- Extracted records:
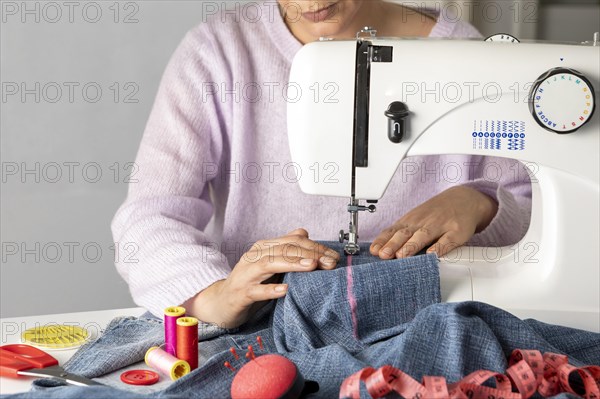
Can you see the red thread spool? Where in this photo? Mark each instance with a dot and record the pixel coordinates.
(268, 377)
(187, 340)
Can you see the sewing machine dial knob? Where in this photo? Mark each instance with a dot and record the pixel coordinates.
(562, 100)
(502, 38)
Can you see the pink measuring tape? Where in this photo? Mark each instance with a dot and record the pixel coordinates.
(529, 372)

- Task to carry out: Give exactly, and nothing besides, the lines from the one in which "Can you see the sewing" occurs through the end of the records.

- The answer:
Can you see the sewing machine dial knob? Where in this photo? Mark each instance with a dot and record the pixel coordinates.
(562, 100)
(502, 38)
Can you see the pink measuring tape? Where in this photo? Mark each instance with a dot and record the pixel coordinates.
(529, 372)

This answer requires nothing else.